-- What you need to do --
Repeat only the lines from the one that contains "point like [39,83]." through the final line of the listing below, exactly, please, without pictures.

-- Provided data --
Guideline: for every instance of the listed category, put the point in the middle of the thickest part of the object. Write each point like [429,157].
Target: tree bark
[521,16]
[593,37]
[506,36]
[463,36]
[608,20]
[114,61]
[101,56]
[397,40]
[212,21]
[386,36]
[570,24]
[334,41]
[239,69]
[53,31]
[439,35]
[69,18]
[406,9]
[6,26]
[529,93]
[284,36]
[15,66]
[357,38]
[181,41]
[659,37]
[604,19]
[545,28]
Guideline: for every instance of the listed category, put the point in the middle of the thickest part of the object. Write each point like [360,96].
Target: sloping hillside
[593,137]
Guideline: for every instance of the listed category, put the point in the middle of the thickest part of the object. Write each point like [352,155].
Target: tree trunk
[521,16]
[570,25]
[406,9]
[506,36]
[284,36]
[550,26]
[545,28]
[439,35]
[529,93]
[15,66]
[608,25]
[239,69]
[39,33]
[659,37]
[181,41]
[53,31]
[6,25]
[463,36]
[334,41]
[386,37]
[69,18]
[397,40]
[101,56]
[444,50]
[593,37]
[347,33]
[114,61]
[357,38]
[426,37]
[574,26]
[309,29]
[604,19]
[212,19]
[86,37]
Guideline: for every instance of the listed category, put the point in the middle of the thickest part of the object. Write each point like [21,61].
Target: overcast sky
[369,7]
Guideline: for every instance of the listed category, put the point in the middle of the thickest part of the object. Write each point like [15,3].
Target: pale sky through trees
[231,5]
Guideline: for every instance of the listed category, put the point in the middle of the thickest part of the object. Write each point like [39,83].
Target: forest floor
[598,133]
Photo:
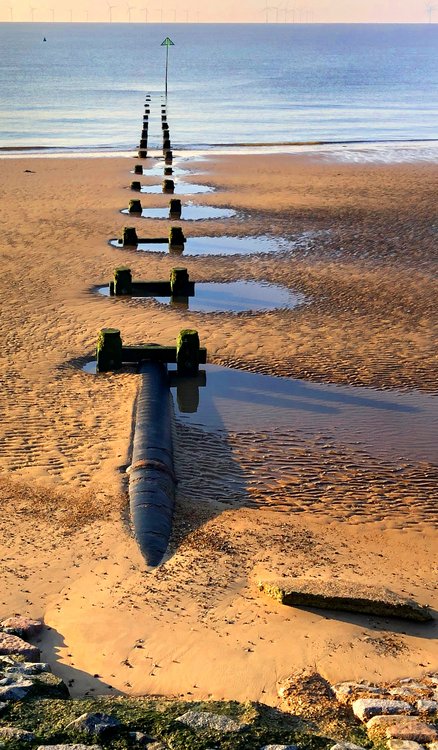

-- Solution --
Guideline: for every instance of the listed category, put the point in the middle of the thickest part of the object. Write each point like [39,83].
Target: forest floor
[598,133]
Photo:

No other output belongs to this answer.